▶ **What you are asked to do**:
Although the records contain pictures, only their text should be reproduced, exactly as written.

Dataset entries:

====

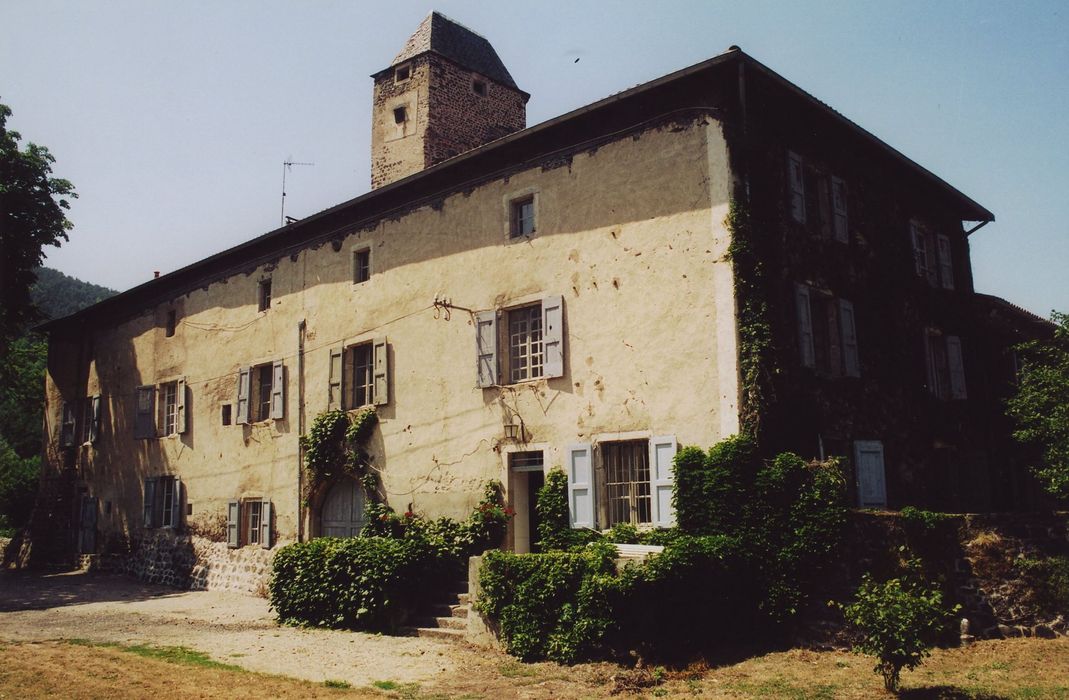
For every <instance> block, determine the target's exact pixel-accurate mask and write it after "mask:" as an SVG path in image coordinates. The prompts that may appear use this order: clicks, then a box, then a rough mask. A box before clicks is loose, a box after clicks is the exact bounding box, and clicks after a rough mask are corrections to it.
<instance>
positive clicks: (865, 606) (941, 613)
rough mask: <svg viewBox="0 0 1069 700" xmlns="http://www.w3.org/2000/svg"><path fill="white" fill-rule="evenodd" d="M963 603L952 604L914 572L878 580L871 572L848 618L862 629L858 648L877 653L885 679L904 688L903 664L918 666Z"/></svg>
mask: <svg viewBox="0 0 1069 700" xmlns="http://www.w3.org/2000/svg"><path fill="white" fill-rule="evenodd" d="M957 610H958V606H955V607H954V608H952V609H950V610H948V609H946V607H945V606H944V605H943V594H942V592H940V591H939V590H938V589H935V588H933V587H931V586H930V585H927V584H924V582H920V581H918V580H916V579H915V578H913V577H911V576H903V577H900V578H892V579H890V580H887V581H885V582H883V584H878V582H876V581H874V580H873V579H872V577H871V576H869V575H868V574H866V575H865V577H864V578H863V579H862V585H861V588H858V589H857V593H856V596H855V601H854V603H851V604H850V605H848V606H845V607H842V611H843V615H845V616H846V618H847V620H848V621H849V622H850V623H852V624H853V625H855V626H856V627H857V628H858V629H859V631H861V633H862V641H861V642H859V643H858V644H856V647H855V648H854V650H855V651H857V652H858V653H863V654H868V655H870V656H876V657H877V664H876V667H874V668H873V669H872V670H873V671H874V672H877V673H880V674H881V675H883V685H884V687H885V688H886V689H887V690H890V691H892V693H897V691H898V686H899V681H900V675H901V671H902V669H903V668H908V669H910V670H913V669H914V668H916V667H917V666H918V665H919V664H920V663H921V660H924V658H925V657H926V656H928V655H929V654H930V651H929V650H930V649H931V648H932V647H933V645H934V643H935V641H936V640H938V638H939V636H940V634H941V633H942V632H943V629H944V627H945V626H946V624H947V622H948V621H949V619H950V617H951V615H952V613H954V612H956V611H957Z"/></svg>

====

▶ **Answer space**:
For every <instance> block, determine the target's exact pixel-accurate mask and write it after "mask:" as an SVG path in image coordinates. The prompts that may appear use this order: clicks, then a box, then a rough mask. A box before clicks is loose, a box after clicks is the exact bounding box, and clicks after a rough mask are corrections to it.
<instance>
positive clicks: (865, 606) (941, 613)
rough mask: <svg viewBox="0 0 1069 700" xmlns="http://www.w3.org/2000/svg"><path fill="white" fill-rule="evenodd" d="M963 603L952 604L914 572L878 580L871 572L848 618L862 629L858 648L877 653L885 679L904 688L903 664L918 666Z"/></svg>
mask: <svg viewBox="0 0 1069 700" xmlns="http://www.w3.org/2000/svg"><path fill="white" fill-rule="evenodd" d="M957 610H958V606H955V607H954V608H952V609H950V610H948V609H946V607H945V606H944V605H943V594H942V592H940V591H939V590H938V589H935V588H933V587H931V586H930V585H927V584H924V582H920V581H918V580H916V579H915V578H913V577H911V576H903V577H900V578H892V579H890V580H887V581H885V582H883V584H878V582H876V581H874V580H873V579H872V577H871V576H869V575H868V574H866V575H865V577H864V578H863V579H862V585H861V588H858V589H857V593H856V596H855V601H854V603H851V604H850V605H848V606H845V607H842V611H843V615H845V616H846V618H847V620H848V621H849V622H850V623H852V624H853V625H855V626H856V627H857V628H858V629H859V631H861V633H862V641H861V642H859V643H858V644H856V647H855V648H854V650H855V651H857V652H858V653H863V654H868V655H870V656H876V657H877V664H876V667H874V668H873V669H872V670H873V671H874V672H877V673H880V674H881V675H883V685H884V687H885V688H886V689H887V690H890V691H892V693H897V691H898V686H899V681H900V675H901V671H902V669H903V668H908V669H910V670H913V669H914V668H916V667H917V666H918V665H919V664H920V663H921V660H924V658H925V657H926V656H928V655H929V654H930V651H929V650H930V649H931V648H932V647H933V645H934V643H935V641H936V640H938V638H939V636H940V634H941V633H942V632H943V629H944V627H945V626H946V624H947V622H948V621H949V619H950V617H951V615H952V613H954V612H956V611H957Z"/></svg>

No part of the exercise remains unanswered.